● BRIEF
Only one stretch of the records below is wanted: the lines from the one holding "Report one point per instance of the second" through the one holding "[[324, 127], [9, 189]]". Return it exactly, both ends included.

-=-=-

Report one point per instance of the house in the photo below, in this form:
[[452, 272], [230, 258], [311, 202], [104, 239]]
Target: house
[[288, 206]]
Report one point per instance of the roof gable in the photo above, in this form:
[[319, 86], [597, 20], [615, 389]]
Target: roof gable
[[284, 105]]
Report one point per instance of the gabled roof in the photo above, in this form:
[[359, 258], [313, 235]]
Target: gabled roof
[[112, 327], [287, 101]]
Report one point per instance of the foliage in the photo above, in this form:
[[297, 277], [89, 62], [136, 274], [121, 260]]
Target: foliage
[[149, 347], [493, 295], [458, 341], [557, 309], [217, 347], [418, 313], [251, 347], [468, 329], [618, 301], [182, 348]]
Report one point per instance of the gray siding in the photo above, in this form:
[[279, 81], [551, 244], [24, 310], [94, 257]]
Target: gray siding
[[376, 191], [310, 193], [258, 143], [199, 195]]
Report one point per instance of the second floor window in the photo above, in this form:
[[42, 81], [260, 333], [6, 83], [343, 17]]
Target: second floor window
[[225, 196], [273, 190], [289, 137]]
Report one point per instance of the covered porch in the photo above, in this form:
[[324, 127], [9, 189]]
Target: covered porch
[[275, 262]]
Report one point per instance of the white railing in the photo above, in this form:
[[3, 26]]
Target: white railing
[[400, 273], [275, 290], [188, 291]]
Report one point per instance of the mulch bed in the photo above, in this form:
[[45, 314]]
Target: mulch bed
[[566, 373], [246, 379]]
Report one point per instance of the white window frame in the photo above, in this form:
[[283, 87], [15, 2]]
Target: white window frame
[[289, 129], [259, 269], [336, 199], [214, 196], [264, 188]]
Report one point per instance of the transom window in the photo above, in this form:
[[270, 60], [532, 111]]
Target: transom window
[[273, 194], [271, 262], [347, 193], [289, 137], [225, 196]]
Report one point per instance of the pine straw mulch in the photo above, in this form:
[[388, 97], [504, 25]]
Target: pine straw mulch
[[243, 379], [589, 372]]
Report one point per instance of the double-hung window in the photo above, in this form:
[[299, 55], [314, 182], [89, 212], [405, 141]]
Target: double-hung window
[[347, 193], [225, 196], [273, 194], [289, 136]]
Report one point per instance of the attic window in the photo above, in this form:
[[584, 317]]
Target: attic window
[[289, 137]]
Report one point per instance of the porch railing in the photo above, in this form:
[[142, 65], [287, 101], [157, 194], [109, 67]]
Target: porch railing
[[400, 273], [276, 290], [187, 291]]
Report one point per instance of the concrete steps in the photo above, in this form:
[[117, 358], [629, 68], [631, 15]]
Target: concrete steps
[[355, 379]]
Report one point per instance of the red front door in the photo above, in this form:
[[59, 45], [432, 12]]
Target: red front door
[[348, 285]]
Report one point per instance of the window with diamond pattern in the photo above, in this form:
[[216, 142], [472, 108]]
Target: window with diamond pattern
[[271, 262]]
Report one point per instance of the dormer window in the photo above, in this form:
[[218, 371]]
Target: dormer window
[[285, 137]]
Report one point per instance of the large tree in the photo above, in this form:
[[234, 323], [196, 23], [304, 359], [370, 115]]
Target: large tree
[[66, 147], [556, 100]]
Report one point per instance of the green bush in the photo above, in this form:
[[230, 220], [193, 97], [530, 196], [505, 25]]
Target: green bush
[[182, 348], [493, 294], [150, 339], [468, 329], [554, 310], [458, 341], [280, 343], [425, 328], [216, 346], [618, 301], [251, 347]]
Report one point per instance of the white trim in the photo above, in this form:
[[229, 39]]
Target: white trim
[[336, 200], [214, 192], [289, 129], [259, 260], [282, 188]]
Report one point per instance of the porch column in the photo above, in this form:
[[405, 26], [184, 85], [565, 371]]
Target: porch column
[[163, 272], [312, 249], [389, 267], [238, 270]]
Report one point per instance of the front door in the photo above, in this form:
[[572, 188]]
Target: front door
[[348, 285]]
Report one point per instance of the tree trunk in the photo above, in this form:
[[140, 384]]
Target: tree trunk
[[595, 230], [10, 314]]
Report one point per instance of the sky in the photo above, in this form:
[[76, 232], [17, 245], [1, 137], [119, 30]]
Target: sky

-=-=-

● ANSWER TO THE EXERCISE
Report one point per instance of the second floor window in the photo above, in this form:
[[42, 81], [260, 333], [6, 83], [343, 17]]
Target: second floor window
[[225, 196], [273, 190], [289, 137]]
Report one point per instance of the covered porch in the photo above, in this form:
[[324, 127], [9, 189]]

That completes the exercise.